=== ОТРЫВОК ДЛЯ ЧТЕНИЯ ===

"Трумэн не знал, как сообщить о бомбе Сталину". Отрывок из книги о бомбардировке Хиросимы

Несмотря на тягостные предчувствия, Трумэн все более отчетливо понимал: он должен сбросить бомбу. Манхэттенский проект дал ему оружие, способное положить войне конец. Какими бы тяжелыми ни были потери японцев, они упорно отказывались сдаваться. Они сами не оставляли ему выбора. Но этот факт не делал принятие решения менее мучительным. Из того, что президент записал в своем дневнике на следующий день, видно, насколько серьезно он осознавал всю важность своего выбора: "Мы изобрели самое ужасное оружие в истории. Возможно, это тот самый разрушительный огонь, предсказанный пророками еще в долине Евфрата, в скором времени после Ноя и его легендарного ковчега". Эти мысли не давали ему покоя долгими бессонными ночами.

=== ВЫДЕРЖКИ ИЗ ЗАПИСЕЙ ===

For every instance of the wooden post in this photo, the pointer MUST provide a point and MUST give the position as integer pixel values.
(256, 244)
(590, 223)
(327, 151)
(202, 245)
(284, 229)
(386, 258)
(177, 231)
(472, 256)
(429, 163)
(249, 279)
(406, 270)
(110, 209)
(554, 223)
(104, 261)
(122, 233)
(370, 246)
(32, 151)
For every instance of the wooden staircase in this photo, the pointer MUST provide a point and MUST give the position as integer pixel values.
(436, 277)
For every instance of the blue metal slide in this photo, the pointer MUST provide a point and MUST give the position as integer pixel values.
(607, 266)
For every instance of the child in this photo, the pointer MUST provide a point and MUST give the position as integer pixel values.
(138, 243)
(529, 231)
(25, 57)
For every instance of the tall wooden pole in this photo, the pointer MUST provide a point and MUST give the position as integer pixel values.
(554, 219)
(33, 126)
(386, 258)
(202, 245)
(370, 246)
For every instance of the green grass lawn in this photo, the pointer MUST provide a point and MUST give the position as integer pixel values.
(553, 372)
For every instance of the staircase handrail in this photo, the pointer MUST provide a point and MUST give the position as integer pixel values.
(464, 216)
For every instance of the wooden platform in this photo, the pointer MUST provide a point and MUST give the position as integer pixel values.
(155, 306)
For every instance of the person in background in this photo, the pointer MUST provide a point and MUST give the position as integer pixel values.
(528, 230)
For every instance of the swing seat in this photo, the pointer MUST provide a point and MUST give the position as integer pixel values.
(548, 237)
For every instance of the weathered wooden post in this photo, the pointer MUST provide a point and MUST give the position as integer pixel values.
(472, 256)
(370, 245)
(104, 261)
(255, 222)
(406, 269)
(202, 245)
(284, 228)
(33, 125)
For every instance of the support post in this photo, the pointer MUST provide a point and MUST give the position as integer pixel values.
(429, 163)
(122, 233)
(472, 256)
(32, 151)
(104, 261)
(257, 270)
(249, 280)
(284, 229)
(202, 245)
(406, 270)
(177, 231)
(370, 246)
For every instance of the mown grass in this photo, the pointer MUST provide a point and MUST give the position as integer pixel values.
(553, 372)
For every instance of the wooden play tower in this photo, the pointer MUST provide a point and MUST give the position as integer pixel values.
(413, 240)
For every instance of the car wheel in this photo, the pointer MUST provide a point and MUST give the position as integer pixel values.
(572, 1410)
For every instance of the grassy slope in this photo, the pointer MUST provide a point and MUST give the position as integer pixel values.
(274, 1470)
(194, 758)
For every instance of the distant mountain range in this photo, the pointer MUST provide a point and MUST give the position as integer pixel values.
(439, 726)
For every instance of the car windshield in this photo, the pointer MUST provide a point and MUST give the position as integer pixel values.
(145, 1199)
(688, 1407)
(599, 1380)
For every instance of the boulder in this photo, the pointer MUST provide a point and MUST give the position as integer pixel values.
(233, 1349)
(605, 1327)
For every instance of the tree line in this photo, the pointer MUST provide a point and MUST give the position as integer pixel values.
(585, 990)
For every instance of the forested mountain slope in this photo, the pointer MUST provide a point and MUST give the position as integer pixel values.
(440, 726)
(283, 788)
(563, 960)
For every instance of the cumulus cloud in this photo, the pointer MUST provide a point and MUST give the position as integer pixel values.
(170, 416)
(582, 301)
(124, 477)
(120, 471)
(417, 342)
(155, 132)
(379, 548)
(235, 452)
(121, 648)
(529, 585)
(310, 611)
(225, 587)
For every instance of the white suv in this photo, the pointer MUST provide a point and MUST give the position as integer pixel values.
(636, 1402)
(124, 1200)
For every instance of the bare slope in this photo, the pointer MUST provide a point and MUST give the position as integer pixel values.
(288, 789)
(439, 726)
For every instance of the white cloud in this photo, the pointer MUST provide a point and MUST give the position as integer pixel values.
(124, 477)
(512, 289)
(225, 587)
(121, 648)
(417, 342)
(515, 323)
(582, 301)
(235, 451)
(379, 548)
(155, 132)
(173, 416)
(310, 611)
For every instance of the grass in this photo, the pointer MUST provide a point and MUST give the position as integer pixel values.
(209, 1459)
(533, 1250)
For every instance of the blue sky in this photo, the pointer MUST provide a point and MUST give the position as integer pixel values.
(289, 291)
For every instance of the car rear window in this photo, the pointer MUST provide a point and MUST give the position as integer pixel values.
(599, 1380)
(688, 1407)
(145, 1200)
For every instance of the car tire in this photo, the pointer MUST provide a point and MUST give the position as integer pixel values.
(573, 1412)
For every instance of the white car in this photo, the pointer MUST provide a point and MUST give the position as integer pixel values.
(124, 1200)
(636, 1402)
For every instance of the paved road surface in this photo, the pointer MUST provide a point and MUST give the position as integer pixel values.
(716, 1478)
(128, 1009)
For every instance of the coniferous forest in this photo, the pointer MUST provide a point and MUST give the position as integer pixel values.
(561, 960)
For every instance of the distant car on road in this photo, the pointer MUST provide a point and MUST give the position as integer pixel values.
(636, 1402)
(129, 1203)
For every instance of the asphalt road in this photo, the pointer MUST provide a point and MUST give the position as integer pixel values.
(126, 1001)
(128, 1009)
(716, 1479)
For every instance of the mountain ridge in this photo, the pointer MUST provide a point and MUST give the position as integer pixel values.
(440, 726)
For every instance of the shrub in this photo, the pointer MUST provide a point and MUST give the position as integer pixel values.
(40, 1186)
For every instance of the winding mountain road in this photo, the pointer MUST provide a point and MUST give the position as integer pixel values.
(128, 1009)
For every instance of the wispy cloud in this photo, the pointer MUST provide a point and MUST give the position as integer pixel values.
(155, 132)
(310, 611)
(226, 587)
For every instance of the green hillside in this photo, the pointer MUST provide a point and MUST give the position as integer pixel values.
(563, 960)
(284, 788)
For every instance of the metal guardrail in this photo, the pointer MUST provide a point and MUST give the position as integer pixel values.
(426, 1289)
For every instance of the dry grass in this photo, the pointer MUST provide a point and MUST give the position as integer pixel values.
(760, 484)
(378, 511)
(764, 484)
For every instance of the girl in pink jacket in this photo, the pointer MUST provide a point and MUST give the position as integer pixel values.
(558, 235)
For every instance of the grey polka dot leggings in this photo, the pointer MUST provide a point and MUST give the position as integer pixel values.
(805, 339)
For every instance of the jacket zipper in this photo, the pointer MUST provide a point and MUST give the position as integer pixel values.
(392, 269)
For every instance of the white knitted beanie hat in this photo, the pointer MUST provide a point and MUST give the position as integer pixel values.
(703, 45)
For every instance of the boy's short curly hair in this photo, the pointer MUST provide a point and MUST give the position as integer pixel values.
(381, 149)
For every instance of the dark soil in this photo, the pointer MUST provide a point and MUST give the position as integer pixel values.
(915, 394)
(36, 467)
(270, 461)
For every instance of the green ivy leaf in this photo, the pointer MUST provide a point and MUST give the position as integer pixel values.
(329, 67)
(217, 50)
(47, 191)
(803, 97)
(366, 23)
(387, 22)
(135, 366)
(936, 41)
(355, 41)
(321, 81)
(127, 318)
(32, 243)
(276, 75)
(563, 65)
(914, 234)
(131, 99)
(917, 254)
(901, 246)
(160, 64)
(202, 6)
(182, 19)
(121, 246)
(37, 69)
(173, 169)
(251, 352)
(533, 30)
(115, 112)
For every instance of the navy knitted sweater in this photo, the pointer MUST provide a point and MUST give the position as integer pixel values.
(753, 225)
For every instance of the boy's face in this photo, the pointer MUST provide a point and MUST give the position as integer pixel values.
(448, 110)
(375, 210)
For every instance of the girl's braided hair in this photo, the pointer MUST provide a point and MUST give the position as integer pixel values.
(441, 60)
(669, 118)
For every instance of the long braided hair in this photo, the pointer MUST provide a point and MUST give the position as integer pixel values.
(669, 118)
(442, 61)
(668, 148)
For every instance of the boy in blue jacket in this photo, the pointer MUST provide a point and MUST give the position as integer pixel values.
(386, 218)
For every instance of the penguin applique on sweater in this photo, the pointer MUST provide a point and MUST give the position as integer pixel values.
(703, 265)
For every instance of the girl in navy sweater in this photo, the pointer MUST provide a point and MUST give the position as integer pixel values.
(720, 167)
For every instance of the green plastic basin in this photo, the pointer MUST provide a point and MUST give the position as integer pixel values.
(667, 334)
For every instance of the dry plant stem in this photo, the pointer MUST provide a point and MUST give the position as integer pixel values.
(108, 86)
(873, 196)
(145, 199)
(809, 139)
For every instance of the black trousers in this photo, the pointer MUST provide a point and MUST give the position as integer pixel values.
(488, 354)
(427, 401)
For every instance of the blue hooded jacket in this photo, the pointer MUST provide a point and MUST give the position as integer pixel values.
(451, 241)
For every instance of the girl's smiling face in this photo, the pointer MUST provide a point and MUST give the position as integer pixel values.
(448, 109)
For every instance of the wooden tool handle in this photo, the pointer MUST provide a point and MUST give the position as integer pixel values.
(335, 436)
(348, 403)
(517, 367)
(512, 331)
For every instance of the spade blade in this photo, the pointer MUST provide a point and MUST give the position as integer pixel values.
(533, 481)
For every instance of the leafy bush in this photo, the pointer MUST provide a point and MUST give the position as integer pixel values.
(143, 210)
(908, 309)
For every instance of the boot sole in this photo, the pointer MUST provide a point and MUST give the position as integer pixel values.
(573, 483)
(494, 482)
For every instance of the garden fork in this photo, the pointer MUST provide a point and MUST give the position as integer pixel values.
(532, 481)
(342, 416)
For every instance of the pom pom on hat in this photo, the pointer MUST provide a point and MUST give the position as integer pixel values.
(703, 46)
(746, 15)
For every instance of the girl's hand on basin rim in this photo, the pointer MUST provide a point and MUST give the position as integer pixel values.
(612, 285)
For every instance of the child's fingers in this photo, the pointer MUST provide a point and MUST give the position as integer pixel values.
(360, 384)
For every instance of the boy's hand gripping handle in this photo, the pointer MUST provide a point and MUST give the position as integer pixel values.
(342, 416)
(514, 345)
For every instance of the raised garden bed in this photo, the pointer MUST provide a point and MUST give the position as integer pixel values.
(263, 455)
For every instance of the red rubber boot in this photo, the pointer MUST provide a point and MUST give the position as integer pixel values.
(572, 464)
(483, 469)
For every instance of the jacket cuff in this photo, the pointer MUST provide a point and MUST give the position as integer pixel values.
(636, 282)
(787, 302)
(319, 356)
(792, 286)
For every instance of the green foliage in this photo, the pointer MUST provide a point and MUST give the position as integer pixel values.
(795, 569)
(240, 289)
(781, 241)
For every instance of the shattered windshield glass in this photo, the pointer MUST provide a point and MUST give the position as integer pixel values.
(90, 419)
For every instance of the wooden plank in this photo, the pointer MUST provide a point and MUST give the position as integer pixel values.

===

▶ [ЗАДАНИЕ A] Сократите абзац отрывка о Трумэне, который начинается словами «Несмотря на тягостные предчувствия». Главные факты должны остаться.
▶ [ЗАДАНИЕ B] Выведите без изменений фрагмент отрывка о Трумэне между словами «Несмотря на тягостные» и «долгими бессонными ночами.» включительно.

▶ [ПОЛНЫЙ ОТВЕТ A] Вопреки тягостным предчувствиям Трумэн понимал, что должен сбросить бомбу. Манхэттенский проект дал ему оружие, способное закончить войну. Японцы, несмотря на тяжелые потери, не сдавались и тем самым не оставляли ему выбора. Решение от этого не становилось менее мучительным. На следующий день президент записал в дневнике, что создано самое ужасное оружие в истории. Возможно, это тот разрушительный огонь, который предсказывали пророки в долине Евфрата вскоре после Ноя. Эти мысли лишали его сна.

▶ [ПОЛНЫЙ ОТВЕТ B]
Несмотря на тягостные предчувствия, Трумэн все более отчетливо понимал: он должен сбросить бомбу. Манхэттенский проект дал ему оружие, способное положить войне конец. Какими бы тяжелыми ни были потери японцев, они упорно отказывались сдаваться. Они сами не оставляли ему выбора. Но этот факт не делал принятие решения менее мучительным. Из того, что президент записал в своем дневнике на следующий день, видно, насколько серьезно он осознавал всю важность своего выбора: "Мы изобрели самое ужасное оружие в истории. Возможно, это тот самый разрушительный огонь, предсказанный пророками еще в долине Евфрата, в скором времени после Ноя и его легендарного ковчега". Эти мысли не давали ему покоя долгими бессонными ночами.